• _WHAT TO DO_
Reproduce all of the lines below with "put a marker on" swapped for "place a point on" everywhere it occurs, leaving everything else unchanged, and omit the pictures.

• _DATA LISTING_
---------------

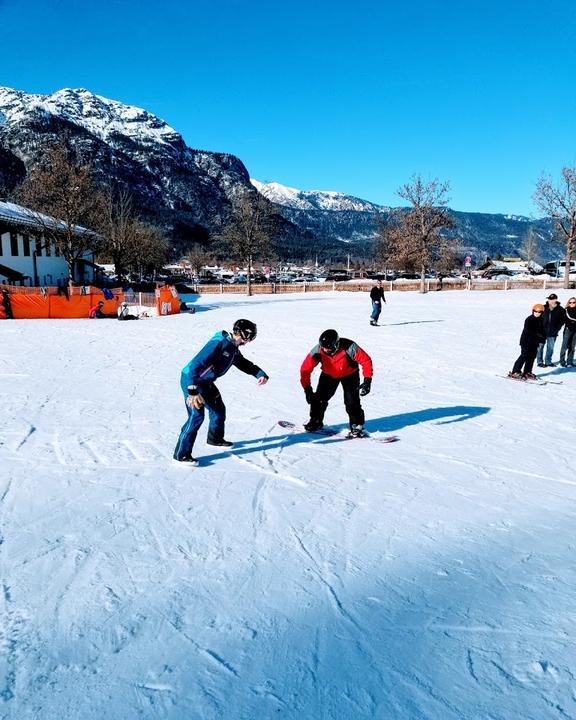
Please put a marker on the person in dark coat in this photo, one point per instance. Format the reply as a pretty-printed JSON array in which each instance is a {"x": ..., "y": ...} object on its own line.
[
  {"x": 553, "y": 318},
  {"x": 197, "y": 383},
  {"x": 569, "y": 337},
  {"x": 532, "y": 336},
  {"x": 340, "y": 360},
  {"x": 377, "y": 298}
]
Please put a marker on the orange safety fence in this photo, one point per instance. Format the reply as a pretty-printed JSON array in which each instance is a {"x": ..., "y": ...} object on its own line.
[
  {"x": 52, "y": 302},
  {"x": 49, "y": 303}
]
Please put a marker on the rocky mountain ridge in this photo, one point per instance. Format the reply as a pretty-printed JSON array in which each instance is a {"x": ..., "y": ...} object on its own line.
[{"x": 190, "y": 192}]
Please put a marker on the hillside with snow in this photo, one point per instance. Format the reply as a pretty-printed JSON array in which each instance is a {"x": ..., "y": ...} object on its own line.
[{"x": 294, "y": 576}]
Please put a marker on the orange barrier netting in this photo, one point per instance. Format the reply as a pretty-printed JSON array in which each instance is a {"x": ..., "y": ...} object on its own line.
[
  {"x": 52, "y": 303},
  {"x": 34, "y": 303}
]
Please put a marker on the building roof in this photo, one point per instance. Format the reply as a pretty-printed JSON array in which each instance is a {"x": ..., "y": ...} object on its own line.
[
  {"x": 19, "y": 215},
  {"x": 11, "y": 274}
]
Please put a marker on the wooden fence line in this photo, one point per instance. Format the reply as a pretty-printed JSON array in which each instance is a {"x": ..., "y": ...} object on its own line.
[{"x": 432, "y": 285}]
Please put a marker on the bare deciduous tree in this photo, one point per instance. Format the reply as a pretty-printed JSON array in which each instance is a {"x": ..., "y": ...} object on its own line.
[
  {"x": 118, "y": 226},
  {"x": 411, "y": 238},
  {"x": 197, "y": 257},
  {"x": 417, "y": 230},
  {"x": 250, "y": 231},
  {"x": 558, "y": 201},
  {"x": 65, "y": 200},
  {"x": 151, "y": 249},
  {"x": 530, "y": 244}
]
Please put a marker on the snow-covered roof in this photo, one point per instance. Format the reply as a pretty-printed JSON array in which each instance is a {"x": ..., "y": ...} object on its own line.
[{"x": 19, "y": 215}]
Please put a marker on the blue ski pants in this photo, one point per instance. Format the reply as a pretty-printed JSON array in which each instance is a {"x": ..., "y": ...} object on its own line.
[{"x": 217, "y": 414}]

---------------

• _WRITTEN ANSWER_
Please place a point on the person in dark coat in this photo, one point per instance. Format the reply as a pretty-printed JSON array in which each instance is a {"x": ..., "y": ...} object on its own line.
[
  {"x": 553, "y": 318},
  {"x": 197, "y": 383},
  {"x": 569, "y": 337},
  {"x": 532, "y": 336},
  {"x": 340, "y": 360},
  {"x": 377, "y": 298}
]
Please place a point on the orange safety fence in this photo, one point per instance. Format the reply as a pretty-printed JSON array in which each instance is a {"x": ..., "y": ...} object on its own line.
[
  {"x": 52, "y": 302},
  {"x": 49, "y": 303}
]
Please place a point on the rocky mountain ridge in this photo, one point per instance. Format the reply as a pretty-printed JSON array in which each instance is a {"x": ..., "y": ...} object on its own line.
[{"x": 190, "y": 192}]
Please place a point on the hillside with snow in this photo, one point per instance. Format the reply as a pretty-printed JSON array in which each instance is a {"x": ..., "y": ...} object on its own line.
[{"x": 294, "y": 576}]
Please place a point on the orange barrier netting in this photo, one point per instance. Format the reply as a pretty-printed JSON array in which each instance is a {"x": ..., "y": ...} object on its own line.
[
  {"x": 52, "y": 303},
  {"x": 34, "y": 303}
]
Please place a point on the building roof in this photo, one point per instance. Format the reply as a pretty-printed JSON array in which each instance is a {"x": ..., "y": ...} object on its own line.
[
  {"x": 19, "y": 215},
  {"x": 11, "y": 274}
]
Please place a point on the wooden fence line in this photo, one point per instance. Format the reply as a pretty-printed JSON array in which each instance is a {"x": ..., "y": ...} object on its own line.
[{"x": 432, "y": 285}]
Please place a point on the bare deciduous tree in this photo, one point per instance. Format the reply as a pretty-printed JSON array in which each instance is a {"x": ..., "y": ...} object on its own line.
[
  {"x": 118, "y": 226},
  {"x": 411, "y": 238},
  {"x": 197, "y": 257},
  {"x": 417, "y": 230},
  {"x": 250, "y": 231},
  {"x": 558, "y": 201},
  {"x": 65, "y": 200},
  {"x": 151, "y": 249},
  {"x": 530, "y": 244}
]
Please place a point on the snow-covered roof in this photo, one point per instance. Format the reply as a pretty-printed JSON array in which each instance is a {"x": ..., "y": ...} object on its own line.
[{"x": 19, "y": 215}]
Please place a point on the blue ski pants in this photo, one point per instance. Format the reply as a pretty-printed JSON array in which each instance is a {"x": ..., "y": ...} object on its own line.
[{"x": 217, "y": 414}]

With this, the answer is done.